▸ **READING PASSAGE**
******************************
The Internet provides an ideal analogy of the spiritual link into the
human mind. As I have become more confident and fluent in my ability to
access the Internet and e-mail, so much more comes to light than I had
anticipated. With e-mail comes 'spam'. Many will have experienced having
their mail in-box flooded with these unwanted intrusions. In my case,
it appears that the Server that I use has had its lists of subscribers
entered and circulated widely, (assuming that the Server itself has not
sold the information). Now, every time that I open my in-box, I find that
there are several entries from totally undesirable and definitely unwanted
sources. Do I want to enlarge my penis? Almost daily there are offers
of products guaranteed to accomplish this. Do I want to see college girls
masturbating, or having lesbian encounters? Just enter. Do I want to get
in touch with bored housewives, all apparently ravening for sex? Sign
in for contacts. Do I want to watch live action of farm girls copulating
with animals? Why, enter in. There is no area of indecency and depravity
that is not available. And this is just on e-mail spam.
******************************
▸ **EXTRACTED ENTRIES**

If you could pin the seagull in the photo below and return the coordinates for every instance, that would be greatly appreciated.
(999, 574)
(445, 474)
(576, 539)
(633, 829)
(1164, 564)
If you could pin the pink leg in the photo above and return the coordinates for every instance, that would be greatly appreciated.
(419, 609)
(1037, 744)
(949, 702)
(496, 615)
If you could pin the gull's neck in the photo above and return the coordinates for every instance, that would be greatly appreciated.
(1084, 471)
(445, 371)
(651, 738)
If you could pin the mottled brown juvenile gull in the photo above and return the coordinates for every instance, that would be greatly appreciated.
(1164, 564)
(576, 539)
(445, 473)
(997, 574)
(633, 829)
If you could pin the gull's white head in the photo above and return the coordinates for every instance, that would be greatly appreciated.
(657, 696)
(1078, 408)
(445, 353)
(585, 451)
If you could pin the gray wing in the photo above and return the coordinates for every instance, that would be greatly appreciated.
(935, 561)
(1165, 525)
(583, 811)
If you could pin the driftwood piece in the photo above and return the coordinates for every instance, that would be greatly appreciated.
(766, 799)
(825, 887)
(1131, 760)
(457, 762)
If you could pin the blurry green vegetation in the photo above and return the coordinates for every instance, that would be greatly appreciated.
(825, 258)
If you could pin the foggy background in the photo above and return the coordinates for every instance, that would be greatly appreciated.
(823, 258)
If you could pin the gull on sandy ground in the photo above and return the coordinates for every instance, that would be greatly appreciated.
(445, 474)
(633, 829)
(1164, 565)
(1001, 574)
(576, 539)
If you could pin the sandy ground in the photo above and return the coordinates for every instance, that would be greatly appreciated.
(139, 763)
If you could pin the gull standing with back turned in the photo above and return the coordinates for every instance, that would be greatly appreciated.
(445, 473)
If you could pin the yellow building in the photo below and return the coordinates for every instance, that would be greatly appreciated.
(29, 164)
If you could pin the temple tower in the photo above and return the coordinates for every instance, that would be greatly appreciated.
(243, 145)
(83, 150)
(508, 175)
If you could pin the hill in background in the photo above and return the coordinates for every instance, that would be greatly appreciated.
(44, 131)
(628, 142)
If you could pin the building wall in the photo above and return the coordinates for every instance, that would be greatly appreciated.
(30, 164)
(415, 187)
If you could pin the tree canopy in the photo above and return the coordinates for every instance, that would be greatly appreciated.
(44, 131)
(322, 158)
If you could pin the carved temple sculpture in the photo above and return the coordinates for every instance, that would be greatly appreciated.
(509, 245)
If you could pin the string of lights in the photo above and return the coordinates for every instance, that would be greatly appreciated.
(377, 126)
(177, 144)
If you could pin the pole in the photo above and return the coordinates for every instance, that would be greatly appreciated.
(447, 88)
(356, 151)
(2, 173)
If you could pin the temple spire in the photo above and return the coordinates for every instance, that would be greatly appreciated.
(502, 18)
******************************
▸ **SET TASKS**
**A.** In the passage on e-mail spam, what does the Internet serve as an analogy for?
**B.** For each statement, decide whether it agrees with the passage on e-mail spam. Give yes or no, and quote the words of the passage that decide it.
(i) The writer thinks the server's subscriber lists have been entered and circulated widely.
(ii) Unwanted entries show up in the writer's in-box only occasionally.
(iii) Everything that came to light online matched what the writer had expected.
**C.** According to the passage on e-mail spam, why does the writer's in-box receive unwanted entries?
The material above comes from a separate source.

▸ **PER-TASK OUTPUTS**
**A.** The spiritual link into the human mind.

**B.**
(i) Yes: "it appears that the Server that I use has had its lists of subscribers entered and circulated widely"
(ii) No: "every time that I open my in-box, I find that there are several entries from totally undesirable and definitely unwanted sources"
(iii) No: "so much more comes to light than I had anticipated"

**C.** The subscriber lists of the writer's server appear to have been entered and circulated widely. The writer also allows that the server itself may have sold the information.